[start of Passage shown]
In the sequel to Tom Yum Goong, Tony Jaa is the hard-hitting Kham. Kham is the last in long line of guards who once watched over the King of Thailand’s war elephants. Traditionally, only the perfect elephants could successfully help defend the throne, after his harrowing quest to retrieve the elephants, Kham returns to his village to live in peace. But for someone as good in martial arts as him, peace is but a wishful thought.
Prachya Pinkaew's follow-up to his 2005 surprise international hit 'The Protector' ('Tom-Yum-Goong') does precisely what a sequel is expected to do. It tries to surpass its predecessor in every way imaginable by going bigger and louder — more action, more explosions, more fire, and a higher knee to elbow to kick ratio than ever seen on the silver screen. Even within its own universe, the spectacle and high-flying action extravaganza is doubled, sometimes tripled, to such a ridiculous extent that we wonder if there is a deliberateness to the madness and absurdity. If in the first movie we lacked things loudly going boom, Pinkaew rectifies that mistake with one massively insane erupting bang involving a pair of street racers and a tanker in the middle of a conveniently empty intersection.
The scene comes after a whole other outlandishly spectacular sequence that's handled with such fantastically gleeful gusto that it's a hilariously marvelous sight to behold. This is where the film seems proudly contented as a piece of pure popcorn entertainment, right at that verge of bad fun. Completely terrible and unwatchable on the one hand, but full-tilt silly enough to be amused by it, almost as if knowingly done to be as such. Look no further than the aforementioned scene prior to the explosion where Tony Jaa, reprising his role as the emotionally devoted country boy Kham, is forced to battle a bike gang on rooftops. Let me rephrase that: this is a horde of flamboyant, eyeliner-wearing gang members on moped bikes. And it isn't so much a horde as it is a legion racing through the streets of Thailand.
[end of Passage shown]
[start of Records]
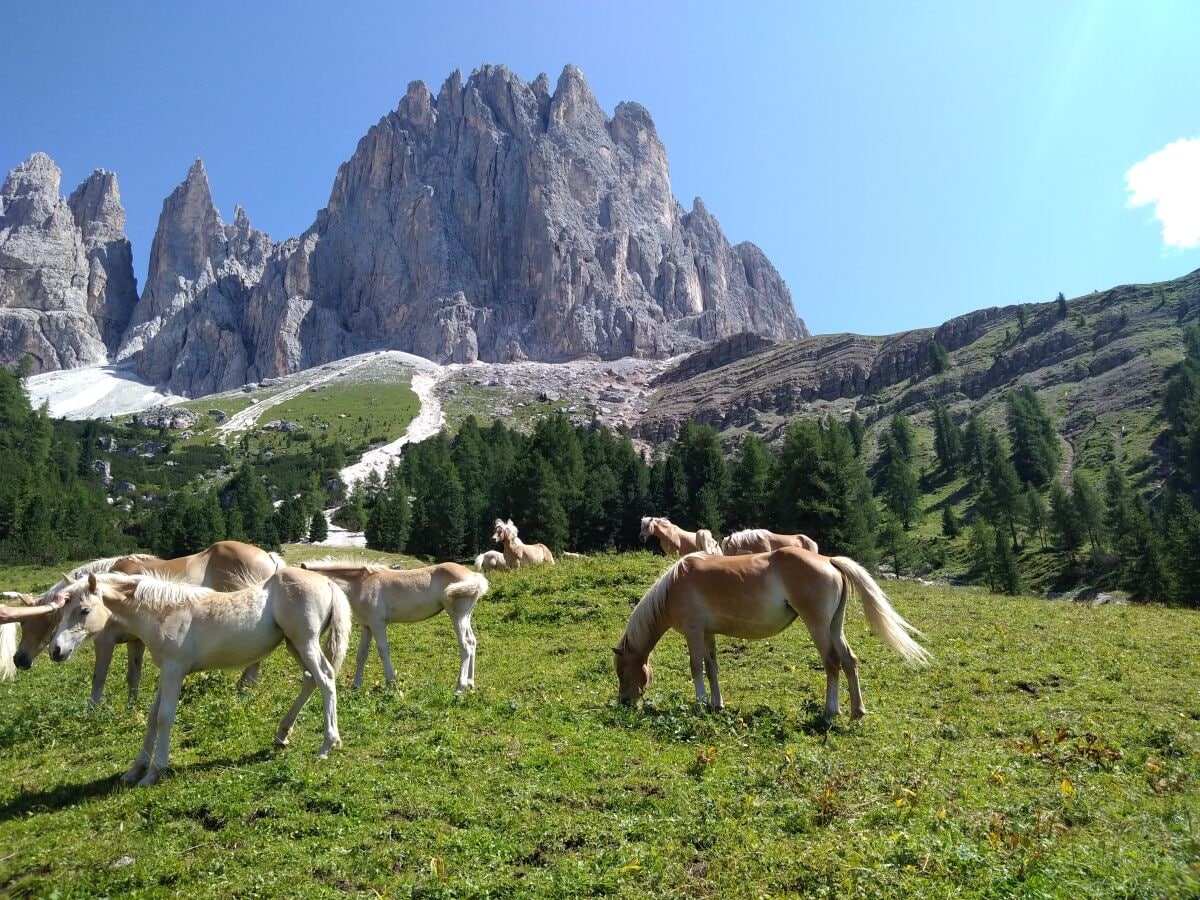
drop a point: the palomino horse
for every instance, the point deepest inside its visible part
(490, 561)
(757, 597)
(226, 565)
(379, 595)
(760, 540)
(191, 629)
(676, 541)
(517, 553)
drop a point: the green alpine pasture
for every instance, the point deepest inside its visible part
(1050, 750)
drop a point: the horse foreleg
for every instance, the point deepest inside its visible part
(143, 759)
(136, 652)
(321, 672)
(249, 677)
(466, 651)
(105, 647)
(171, 682)
(381, 635)
(364, 652)
(711, 665)
(696, 653)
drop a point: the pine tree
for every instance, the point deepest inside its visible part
(1036, 453)
(753, 484)
(951, 527)
(1065, 520)
(318, 529)
(1089, 510)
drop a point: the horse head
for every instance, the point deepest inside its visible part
(84, 612)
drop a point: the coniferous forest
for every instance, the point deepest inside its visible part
(586, 487)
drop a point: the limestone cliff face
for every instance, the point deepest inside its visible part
(189, 329)
(504, 221)
(66, 270)
(498, 220)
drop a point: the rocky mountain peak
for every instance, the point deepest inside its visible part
(66, 270)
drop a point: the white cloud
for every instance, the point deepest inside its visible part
(1170, 180)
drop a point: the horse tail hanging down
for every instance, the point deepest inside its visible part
(705, 541)
(889, 625)
(7, 649)
(473, 587)
(339, 640)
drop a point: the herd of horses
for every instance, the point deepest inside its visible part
(233, 604)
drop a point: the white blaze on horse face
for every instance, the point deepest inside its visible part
(83, 616)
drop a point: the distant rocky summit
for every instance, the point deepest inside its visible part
(499, 220)
(66, 269)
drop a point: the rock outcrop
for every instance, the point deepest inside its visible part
(66, 269)
(189, 329)
(499, 220)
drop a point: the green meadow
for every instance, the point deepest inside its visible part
(1050, 750)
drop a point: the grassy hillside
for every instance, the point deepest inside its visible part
(1051, 750)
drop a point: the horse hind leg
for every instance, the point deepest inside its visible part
(849, 663)
(136, 652)
(711, 665)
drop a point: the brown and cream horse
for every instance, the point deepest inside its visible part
(226, 565)
(379, 595)
(753, 598)
(517, 553)
(760, 540)
(675, 540)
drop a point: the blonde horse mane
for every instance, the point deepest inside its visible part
(645, 619)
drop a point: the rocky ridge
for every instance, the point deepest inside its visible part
(66, 269)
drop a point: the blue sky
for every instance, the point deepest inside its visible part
(900, 163)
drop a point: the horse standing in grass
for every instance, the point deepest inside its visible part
(516, 553)
(379, 595)
(192, 629)
(226, 565)
(490, 561)
(760, 540)
(753, 598)
(676, 541)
[end of Records]
Task goal => Copy the film review from "The scene comes" through "streets of Thailand.", swapping "horde" for "swarm".

Exercise result =>
The scene comes after a whole other outlandishly spectacular sequence that's handled with such fantastically gleeful gusto that it's a hilariously marvelous sight to behold. This is where the film seems proudly contented as a piece of pure popcorn entertainment, right at that verge of bad fun. Completely terrible and unwatchable on the one hand, but full-tilt silly enough to be amused by it, almost as if knowingly done to be as such. Look no further than the aforementioned scene prior to the explosion where Tony Jaa, reprising his role as the emotionally devoted country boy Kham, is forced to battle a bike gang on rooftops. Let me rephrase that: this is a swarm of flamboyant, eyeliner-wearing gang members on moped bikes. And it isn't so much a swarm as it is a legion racing through the streets of Thailand.